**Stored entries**
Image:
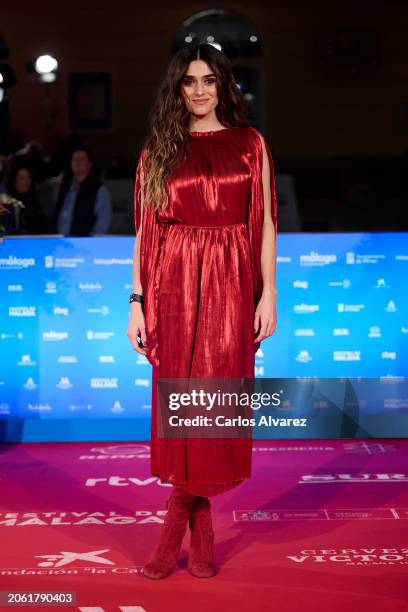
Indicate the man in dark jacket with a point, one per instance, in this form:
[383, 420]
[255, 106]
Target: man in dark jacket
[84, 205]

**What this task involves**
Rewrite the lines above with "dark jacket" switched to "black coat" and nothing else changed, leaving out the pictures.

**Task answer**
Image:
Indicate the man in black coat with a point, one per instance, in this form:
[383, 420]
[255, 106]
Target: man in black coat
[84, 205]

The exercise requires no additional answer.